▶ _Request 1_: In the HBase forum thread below, what is max versions on the column family used for during compactions?
▶ _Request 2_: Please continue the HBase forum thread below from its last sentence.

▶ _Excerpted passage_:

──────

You are viewing a plain text version of this content. The canonical link for it is here.
Posted to user@hbase.apache.org by Micah Whitacre <mk...@gmail.com> on 2011/10/04 18:20:20 UTC

Allowed upper limit to HColumnDescriptor.setMaxVersion(..)?

In reading the documentation all I've seen suggestions on how to set
the value and the default value.  However I haven't seen any
indication how to set the value to "i don't care store them all" or if
there is a maximum bounds aside from Integer.MAX_VALUE.  Does anyone
know?

Thanks,
Micah

[1] - http://hbase.apache.org/apidocs/org/apache/hadoop/hbase/HColumnDescriptor.html#setMaxVersions(int)

Re: Allowed upper limit to HColumnDescriptor.setMaxVersion(..)?

Posted by "Brush,Ryan" <RB...@CERNER.COM>.
No, if you have only 10 versions of a cell there is no additional overhead
to the maxVersion being 20 or 10,000. There shouldn't be a penalty for
setting max versions arbitrarily large as long as your number of actual,
physical versions of a row is less than that.


Max versions on the column family is used during compactions to restrict
the number of copies carried forward during the compaction.  So if your
value is greater than the number of actual versions, the behavior is
unchanged no matter how big it is.  Similarly with get or scan operations,
if the value you request is much larger than the actual values, it has no
additional overhead.

──────

▶ _Information shown_:

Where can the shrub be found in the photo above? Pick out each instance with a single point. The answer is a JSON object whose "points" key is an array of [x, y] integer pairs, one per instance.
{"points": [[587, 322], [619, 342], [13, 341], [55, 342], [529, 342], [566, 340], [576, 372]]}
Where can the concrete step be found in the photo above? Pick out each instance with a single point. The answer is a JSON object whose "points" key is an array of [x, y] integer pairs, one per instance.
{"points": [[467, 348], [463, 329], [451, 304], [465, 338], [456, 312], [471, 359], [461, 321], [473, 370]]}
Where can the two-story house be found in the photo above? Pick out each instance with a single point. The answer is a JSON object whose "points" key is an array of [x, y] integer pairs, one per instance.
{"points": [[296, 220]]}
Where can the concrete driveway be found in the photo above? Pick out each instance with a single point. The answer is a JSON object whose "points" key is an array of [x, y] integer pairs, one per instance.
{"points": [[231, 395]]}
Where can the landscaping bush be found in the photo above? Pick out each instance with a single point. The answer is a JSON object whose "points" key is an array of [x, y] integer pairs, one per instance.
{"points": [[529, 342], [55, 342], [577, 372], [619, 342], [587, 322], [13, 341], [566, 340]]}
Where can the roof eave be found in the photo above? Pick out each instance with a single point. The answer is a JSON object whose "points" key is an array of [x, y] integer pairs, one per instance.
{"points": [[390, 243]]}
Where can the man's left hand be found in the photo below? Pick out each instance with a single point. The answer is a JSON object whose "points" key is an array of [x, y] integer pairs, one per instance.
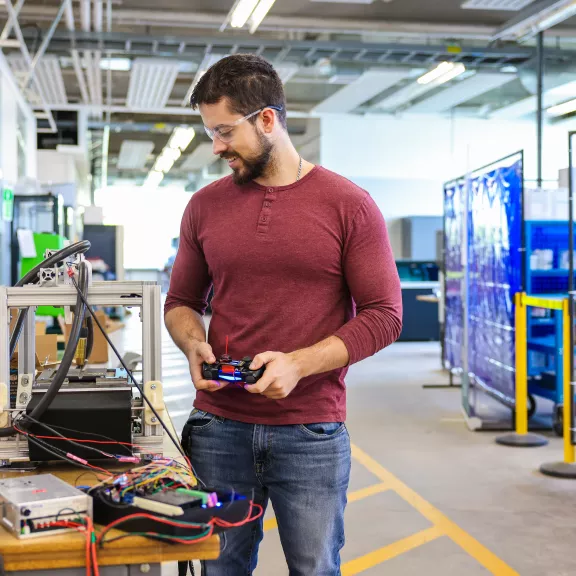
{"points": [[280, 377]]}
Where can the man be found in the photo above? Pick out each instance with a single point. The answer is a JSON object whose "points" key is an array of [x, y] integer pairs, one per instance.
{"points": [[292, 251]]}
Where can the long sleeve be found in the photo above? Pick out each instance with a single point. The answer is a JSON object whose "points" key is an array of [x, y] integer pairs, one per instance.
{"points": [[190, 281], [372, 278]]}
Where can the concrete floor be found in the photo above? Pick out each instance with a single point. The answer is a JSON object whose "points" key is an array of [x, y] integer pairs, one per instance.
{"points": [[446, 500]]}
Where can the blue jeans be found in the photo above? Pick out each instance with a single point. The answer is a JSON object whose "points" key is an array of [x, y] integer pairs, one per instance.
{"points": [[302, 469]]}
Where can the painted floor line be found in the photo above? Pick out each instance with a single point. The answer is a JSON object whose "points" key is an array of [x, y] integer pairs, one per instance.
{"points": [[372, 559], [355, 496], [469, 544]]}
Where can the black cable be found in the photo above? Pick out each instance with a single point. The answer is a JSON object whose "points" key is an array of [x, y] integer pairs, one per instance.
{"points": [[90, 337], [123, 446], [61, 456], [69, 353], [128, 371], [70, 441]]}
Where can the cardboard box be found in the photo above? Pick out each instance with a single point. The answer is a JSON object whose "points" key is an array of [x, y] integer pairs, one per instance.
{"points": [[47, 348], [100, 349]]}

──────

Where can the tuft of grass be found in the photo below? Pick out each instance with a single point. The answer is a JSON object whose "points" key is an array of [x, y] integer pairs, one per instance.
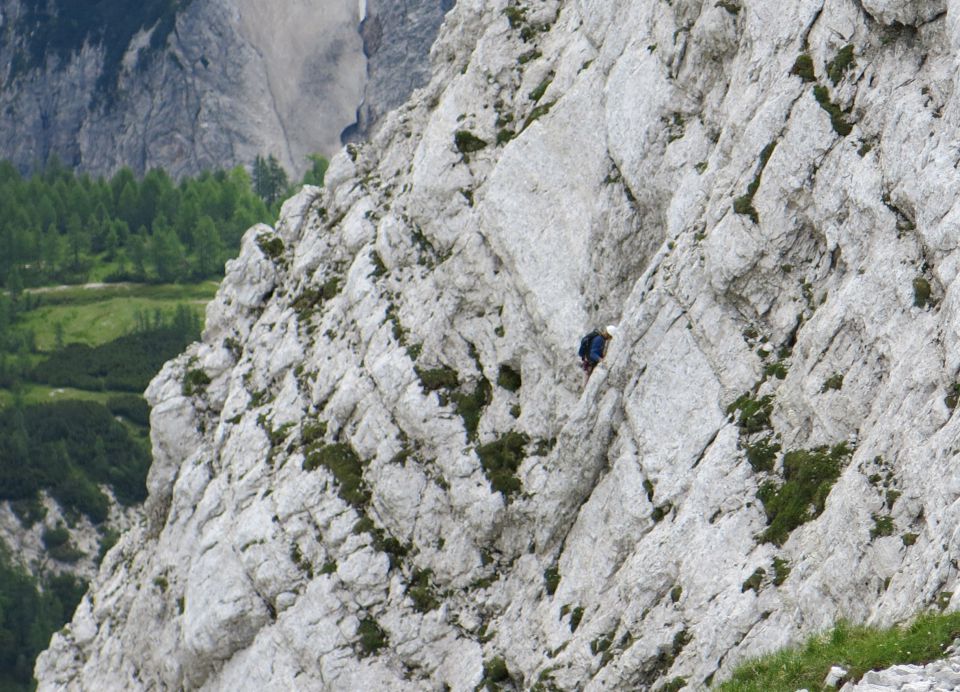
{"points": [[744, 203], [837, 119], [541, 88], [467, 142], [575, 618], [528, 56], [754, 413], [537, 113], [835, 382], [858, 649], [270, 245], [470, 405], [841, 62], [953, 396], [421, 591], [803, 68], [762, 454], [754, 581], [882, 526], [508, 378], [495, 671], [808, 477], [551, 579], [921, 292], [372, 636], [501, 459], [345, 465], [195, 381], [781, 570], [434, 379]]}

──────

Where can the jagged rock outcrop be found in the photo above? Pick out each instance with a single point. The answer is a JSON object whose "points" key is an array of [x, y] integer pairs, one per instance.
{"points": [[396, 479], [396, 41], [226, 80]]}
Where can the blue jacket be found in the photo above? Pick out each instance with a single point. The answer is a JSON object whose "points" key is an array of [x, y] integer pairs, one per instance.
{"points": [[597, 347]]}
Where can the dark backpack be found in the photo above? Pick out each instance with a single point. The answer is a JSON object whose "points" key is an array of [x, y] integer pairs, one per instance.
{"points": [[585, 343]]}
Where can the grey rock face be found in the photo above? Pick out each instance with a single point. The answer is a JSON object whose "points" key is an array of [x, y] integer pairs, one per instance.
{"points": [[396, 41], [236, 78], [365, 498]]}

──────

▶ _Exercise answer 1_: It restricts the number of copies carried forward during the compaction.

▶ _Exercise answer 2_:
Of course, if your number of actual versions exceeds some maxVersion
value, that has the semantics you'd expect. But if you really want to keep
all versions, there is no cost to setting the value arbitrarily high.

(There is a catch in that a single row can never span beyond a single
region, so if you have a _lot_ of versions in a row this could have
implications, but this same issue applies if you have a single "wide" row
with a huge amount of data in the columns.)

On 10/6/11 8:52 AM, "Micah Whitacre" <mk...@gmail.com> wrote:

>Are there any negative performance aspects to setting the max versions
>to a large value if those extra stored versions are not used?  If I
>set the max to 10k but really only store 100, there is not extra
>diskspace/memory being consumed by the potential of having more
>versions is there?  Also what about the inverse of writing, gets?  If
>my "Gets" all call get.setMaxVersion() does setting that value to
>being extremely despite there not being versions cause performance
>problems?
>
>Thanks for the help,
>Micah
>
>On Tue, Oct 4, 2011 at 10:52 PM, lars hofhansl <lh...@yahoo.com>
>wrote:
>> MaxVersions and MinVersions are different features.
>> MaxVersion identifies the max number of versions you want to keep (just
>>to state the obvious).
>> MinVersion is used together with TTL (and soon with deletes - see
>>HBASE-4536), to indicate the minimum number of version you want keep
>>around even when they should be expired or were deleted.
>>
>>
>> There is no way to disable MaxVersions, just set it to a very large
>>number.
>>
>> MinVersions is by default disabled (setting is 0), which means rows
>>past their TTL and deleted rows will be removed during compaction.
>>
>>
>> I am thinking about how to state that more clearly in the documentation.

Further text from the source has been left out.